_Document extract_.
_____

Introduction:

Recently, we have witnessed a remarkable rally in the stock market in the stocks which are either producing or using commodities as their input in manufacturing. The reason for such a spurt is due to a continuous rise in the prices of underlying commodities. From iron ore to steel, aluminum to copper, rice to coffee, and the price of all the commodities are rising not only in India but throughout the world. After seeing a severe fall in the market due to this whole pandemic thing, the commodity markets are making a comeback faster than anything. Even for some commodities, the prices crossed the pre-covid mark and are still surging.

Rebound in prices of Commodities worldwide:

The prices for the selected commodities have increased from March 2020 to March 2021. We can see that the prices have gone up by 64.9% in Lumber, 37.5% in Iron and Steel, 73.4% in Copper, 25.6% in Fertilizers, 26.1% in Crude Oil, 34.8% in Cotton, and 33.4% in Ethanol, whereas, the overall commodity index have grown 21% in the past 1 year.

Rebound
i) Commodity Price Index (Monthly):
  • The price index of all the commodities rose in the first quarter of the year, and most of the major asset classes are now beyond the pre-pandemic levels.
  • The surge in the prices has been driven by the reopening of the economies globally, as well as the rise in demand for various commodities and the supply constraints from the producer’s side.
  • The price of energy is now at the level of pre-covid situations, whereas, the prices of metals and agriculture have gone above the levels of Jan 2020.

_____

_Raw data_.
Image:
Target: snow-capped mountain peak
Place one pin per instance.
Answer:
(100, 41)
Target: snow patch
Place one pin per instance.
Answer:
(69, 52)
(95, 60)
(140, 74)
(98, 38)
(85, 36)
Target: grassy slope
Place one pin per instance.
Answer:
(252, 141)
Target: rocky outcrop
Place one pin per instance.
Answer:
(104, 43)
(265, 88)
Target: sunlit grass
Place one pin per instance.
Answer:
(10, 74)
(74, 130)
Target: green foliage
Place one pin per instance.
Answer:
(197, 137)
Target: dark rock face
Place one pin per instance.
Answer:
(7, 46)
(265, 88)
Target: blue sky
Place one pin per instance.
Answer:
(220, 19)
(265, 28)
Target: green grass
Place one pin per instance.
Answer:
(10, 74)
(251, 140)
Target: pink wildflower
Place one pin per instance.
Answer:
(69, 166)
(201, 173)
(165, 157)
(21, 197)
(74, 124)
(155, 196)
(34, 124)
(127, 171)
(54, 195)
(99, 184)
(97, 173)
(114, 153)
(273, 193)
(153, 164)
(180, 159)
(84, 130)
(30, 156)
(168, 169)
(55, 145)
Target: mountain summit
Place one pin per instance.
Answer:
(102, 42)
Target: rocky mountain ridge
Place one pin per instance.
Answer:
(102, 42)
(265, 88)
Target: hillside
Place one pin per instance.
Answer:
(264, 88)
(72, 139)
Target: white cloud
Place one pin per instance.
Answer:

_____

_Prompt_. Continue the article on the worldwide rise in commodity prices from the point where it stops.

_Written answer_.
  • The Agricultural price index has also gone up wherein the food products have recovered very rapidly and the beverages & raw material has also marginally gone up.
Rebound
ii) Agriculture Price Index (Monthly):
  • The price of Wheat has gone up very rapidly.
  • The reason behind a certain spurt in the prices is the poor weather conditions which led to a shortage of food that is given to the animals. So the farmers started feeding wheat to them which lead to a shortage of wheat and a rise in prices.
Rebound
Rebound
iii) Metals:
  • Copper prices have also gone up at a shooting pace because as people are moving towards electric vehicles, the demand for copper rises gradually which led to the rise in prices.
  • The price index of Steel and Iron Ore is also rising due to the rise in worldwide demand.
Rebound
Rebound

Why prices are increasing?

1. Faster re-opening in economies:
  • The economies are getting revived with the implementation of around 2 billion vaccine doses throughout the world.
  • The people were in lockdown for very long, hence, now they are going into the market and doing revenge shopping.
  • With the intervention of the Government, there is good liquidity moving around in the markets.
2. Gaps in Supply due to pandemic:
  • There was a shortage of availability of commodities worldwide due to delays at ports to import/export of the product.
  • Manufacturing restrictions were implemented by the governments due to lockdown rules in the country and are working at below capacity.
  • There were various restrictions on the travel of people globally which led to a fall in the business activities of various sectors like tourism, aviation, etc.
3. Rising hopes after US stimulus:
  • The government of the United States has agreed upon a deal to provide a $900 billion stimulus package to the people which will lead to the creation of more and more demand in the market.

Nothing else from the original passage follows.